>> start

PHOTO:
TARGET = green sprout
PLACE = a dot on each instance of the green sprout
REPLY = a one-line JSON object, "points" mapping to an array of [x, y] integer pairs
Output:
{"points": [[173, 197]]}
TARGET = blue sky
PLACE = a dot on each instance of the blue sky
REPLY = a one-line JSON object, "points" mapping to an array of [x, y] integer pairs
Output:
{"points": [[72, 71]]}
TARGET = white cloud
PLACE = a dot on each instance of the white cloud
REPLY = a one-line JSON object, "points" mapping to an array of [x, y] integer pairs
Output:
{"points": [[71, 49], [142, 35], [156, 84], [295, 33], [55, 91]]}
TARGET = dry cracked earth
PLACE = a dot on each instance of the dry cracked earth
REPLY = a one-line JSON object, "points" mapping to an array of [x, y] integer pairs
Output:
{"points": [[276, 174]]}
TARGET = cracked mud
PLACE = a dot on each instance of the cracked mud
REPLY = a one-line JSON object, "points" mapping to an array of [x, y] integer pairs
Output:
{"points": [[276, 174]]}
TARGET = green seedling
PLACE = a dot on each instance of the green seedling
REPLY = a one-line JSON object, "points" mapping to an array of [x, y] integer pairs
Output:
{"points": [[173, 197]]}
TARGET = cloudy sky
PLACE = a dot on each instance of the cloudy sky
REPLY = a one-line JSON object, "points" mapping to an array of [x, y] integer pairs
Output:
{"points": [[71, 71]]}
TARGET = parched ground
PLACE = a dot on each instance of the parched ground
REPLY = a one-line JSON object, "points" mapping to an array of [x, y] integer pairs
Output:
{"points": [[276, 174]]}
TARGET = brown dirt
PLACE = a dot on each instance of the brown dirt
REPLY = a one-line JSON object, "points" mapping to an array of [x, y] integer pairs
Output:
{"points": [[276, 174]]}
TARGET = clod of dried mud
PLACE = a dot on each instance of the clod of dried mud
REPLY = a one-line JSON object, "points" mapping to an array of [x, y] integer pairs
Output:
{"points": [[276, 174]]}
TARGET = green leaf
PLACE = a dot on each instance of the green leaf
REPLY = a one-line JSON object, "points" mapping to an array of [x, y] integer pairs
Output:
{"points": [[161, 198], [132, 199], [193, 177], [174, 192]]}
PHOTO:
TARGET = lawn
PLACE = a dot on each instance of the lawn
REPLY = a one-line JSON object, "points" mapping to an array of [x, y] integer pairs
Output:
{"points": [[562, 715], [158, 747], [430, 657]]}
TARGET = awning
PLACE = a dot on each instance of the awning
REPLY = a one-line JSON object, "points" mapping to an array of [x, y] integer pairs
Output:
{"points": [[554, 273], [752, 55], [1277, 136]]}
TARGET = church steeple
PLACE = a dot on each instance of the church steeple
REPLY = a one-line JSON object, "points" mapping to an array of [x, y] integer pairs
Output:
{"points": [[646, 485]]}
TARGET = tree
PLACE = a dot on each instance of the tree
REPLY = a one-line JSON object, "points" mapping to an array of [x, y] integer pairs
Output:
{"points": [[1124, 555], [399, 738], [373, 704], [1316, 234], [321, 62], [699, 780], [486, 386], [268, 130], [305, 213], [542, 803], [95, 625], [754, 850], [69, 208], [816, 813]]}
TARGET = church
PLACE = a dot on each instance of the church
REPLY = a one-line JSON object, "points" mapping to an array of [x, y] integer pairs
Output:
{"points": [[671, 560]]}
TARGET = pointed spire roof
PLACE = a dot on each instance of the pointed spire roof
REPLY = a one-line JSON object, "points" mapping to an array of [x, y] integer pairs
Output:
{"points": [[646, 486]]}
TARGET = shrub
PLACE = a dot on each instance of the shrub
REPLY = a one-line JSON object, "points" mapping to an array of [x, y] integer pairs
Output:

>> end

- Written instruction -
Rewrite the records above, changing every "a dot" to "one point" and leaving everything else unchanged.

- Result -
PHOTO:
TARGET = green sprout
PLACE = one point on each instance of the green sprout
REPLY = a one-line JSON object, "points" mapping to an array of [x, y] integer pairs
Output:
{"points": [[173, 197]]}
TARGET = blue sky
PLACE = one point on each instance of the blue sky
REPLY = a one-line JSON object, "points" mapping to an array of [x, y] integer pairs
Output:
{"points": [[72, 71]]}
TARGET = white cloud
PLACE = one point on each instance of the white cloud
REPLY = a one-line JSON object, "points" mapping to an array of [x, y] integer pairs
Output:
{"points": [[71, 49], [142, 35], [156, 84], [295, 33], [55, 91]]}
TARGET = dry cracked earth
PLACE = one point on each instance of the dry cracked earth
REPLY = a one-line JSON object, "points" mapping to an array of [x, y] integer pairs
Output:
{"points": [[276, 174]]}
TARGET = cracked mud
PLACE = one point on each instance of the cracked mud
REPLY = a one-line JSON object, "points" mapping to an array of [x, y] integer pairs
Output:
{"points": [[276, 174]]}
TARGET = green seedling
PLACE = one point on each instance of the green seedling
REPLY = a one-line JSON object, "points" mapping to an array of [x, y] integer pairs
Output:
{"points": [[173, 197]]}
TARGET = cloudy sky
PLACE = one point on each instance of the cloudy sky
REPLY = a one-line JSON object, "points" mapping to an array of [x, y] integer pairs
Output:
{"points": [[71, 71]]}
TARGET = parched ground
PLACE = one point on each instance of the parched ground
REPLY = a one-line JSON object, "points" mapping to an array of [x, y] integer pairs
Output:
{"points": [[276, 174]]}
TARGET = brown dirt
PLACE = one point on each instance of the brown dirt
REPLY = a one-line JSON object, "points" mapping to an array of [x, y] integer pairs
Output:
{"points": [[276, 174]]}
TARGET = clod of dried mud
PLACE = one point on each instance of the clod of dried mud
REPLY = a one-line JSON object, "points" mapping to an array of [x, y] integer pairs
Output:
{"points": [[276, 174]]}
TARGET = green leaf
PLACE = one point on each instance of the green leaf
REPLY = a one-line JSON object, "points" mapping to an array of [x, y] integer pairs
Output:
{"points": [[161, 198], [132, 199], [193, 177], [174, 192]]}
PHOTO:
TARGET = lawn
PLACE = one point on each instance of the lawn
REPLY = a one-line JSON object, "points" mapping to an array of [x, y] integer pairs
Output:
{"points": [[562, 715], [158, 747], [430, 657]]}
TARGET = awning
PLACE = one point on each instance of the awning
REPLY = a one-line JSON object, "points" mapping to an array of [x, y] integer pairs
Output:
{"points": [[554, 273], [752, 55], [1277, 136]]}
TARGET = church steeple
PLACE = one point on each instance of the church steeple
REPLY = a one-line JSON object, "points" mapping to an array of [x, y] integer pairs
Output:
{"points": [[646, 485]]}
TARGET = tree
PLACE = one point on each instance of the tree
REPLY = a one-line JSON object, "points" mapping to an array of [x, y] integer pairs
Output:
{"points": [[1124, 555], [399, 738], [373, 704], [1316, 234], [321, 62], [699, 780], [486, 386], [268, 130], [305, 213], [542, 803], [95, 625], [754, 850], [69, 208], [816, 813]]}
TARGET = church
PLACE = one point on each instance of the church
REPLY = a one-line JSON object, "points" mapping to an array of [x, y] integer pairs
Output:
{"points": [[671, 560]]}
TARGET = pointed spire roof
PLACE = one point on each instance of the pointed spire roof
REPLY = a one-line JSON object, "points" mapping to an array of [x, y] integer pairs
Output:
{"points": [[646, 486]]}
TARGET = shrub
PLACE = one point on each instance of the shrub
REPLY = a one-line JSON object, "points" mapping to an array of [x, y] integer pairs
Output:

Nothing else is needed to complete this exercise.